§ **YOUR OBJECTIVE**
When you find the line with "Report the position of each instance of the clenched" among the records below, reproduce it and each line after it exactly, ending with the line with "Report the position of each instance of the player in".

§ **EXTRACTED DATA**
####################
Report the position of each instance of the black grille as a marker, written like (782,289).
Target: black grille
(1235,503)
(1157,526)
####################
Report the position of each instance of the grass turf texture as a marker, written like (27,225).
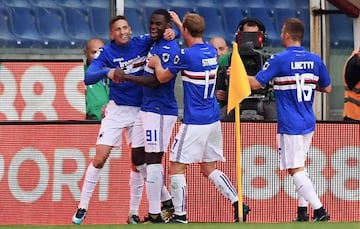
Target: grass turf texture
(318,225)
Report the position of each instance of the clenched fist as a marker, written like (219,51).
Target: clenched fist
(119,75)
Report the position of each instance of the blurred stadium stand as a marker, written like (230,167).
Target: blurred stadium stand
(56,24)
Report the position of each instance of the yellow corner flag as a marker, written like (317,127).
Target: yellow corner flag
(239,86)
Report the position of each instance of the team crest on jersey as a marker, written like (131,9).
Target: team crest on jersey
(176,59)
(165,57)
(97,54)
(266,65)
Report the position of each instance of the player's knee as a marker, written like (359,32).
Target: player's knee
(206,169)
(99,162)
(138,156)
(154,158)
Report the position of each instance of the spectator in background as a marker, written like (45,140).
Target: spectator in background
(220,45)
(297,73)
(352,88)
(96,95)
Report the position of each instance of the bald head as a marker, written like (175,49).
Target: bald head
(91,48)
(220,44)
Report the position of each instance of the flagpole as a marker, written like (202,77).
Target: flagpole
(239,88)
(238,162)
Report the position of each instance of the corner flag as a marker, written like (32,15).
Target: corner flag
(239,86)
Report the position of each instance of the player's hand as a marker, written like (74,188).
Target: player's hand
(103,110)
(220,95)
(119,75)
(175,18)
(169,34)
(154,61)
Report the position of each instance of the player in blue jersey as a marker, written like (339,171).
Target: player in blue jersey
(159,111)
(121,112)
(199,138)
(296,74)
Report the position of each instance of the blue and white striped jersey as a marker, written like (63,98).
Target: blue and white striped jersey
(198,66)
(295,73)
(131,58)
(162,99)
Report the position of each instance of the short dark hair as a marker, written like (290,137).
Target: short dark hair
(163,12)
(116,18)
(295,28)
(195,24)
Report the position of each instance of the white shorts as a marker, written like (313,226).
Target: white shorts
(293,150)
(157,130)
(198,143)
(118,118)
####################
§ **RESPONSE**
Report the position of each instance of the clenched fist as a marker, written like (219,51).
Target: clenched fist
(119,75)
Report the position of each instance of the blurred stadium stand as a marker, written like (230,167).
Target: blurred stadium stand
(56,24)
Report the position of each instance of the yellow corner flag as a marker, written like (317,127).
Target: yellow corner flag
(239,86)
Report the position of each instance of the team crest on jersey as a marker, written like (131,9).
Target: team crest on jersey
(176,59)
(165,57)
(97,54)
(266,65)
Report the position of each instance of the player's knee as a marker, written like (359,32).
Target: player's knee
(206,169)
(99,162)
(138,156)
(154,158)
Report the position of each instance of the spectator in background as a marker, written like (45,140).
Target: spectator in background
(220,45)
(297,73)
(352,88)
(96,95)
Report the position of each instance of the bald head as a marker, written like (175,49).
Target: bald head
(91,48)
(220,44)
Report the position of each instance of the flagpole as a marker, written like (202,77).
Target: flagpole
(239,88)
(238,162)
Report the position of each instance of the corner flag as a marker, written like (32,15).
Target: corner flag
(239,86)
Report the position of each instance of the player's hand as a marker, written like (74,188).
Target: player's hand
(103,110)
(220,95)
(119,75)
(175,18)
(169,34)
(154,61)
Report the position of each instance of the player in blue jersey as a marker, written like (339,171).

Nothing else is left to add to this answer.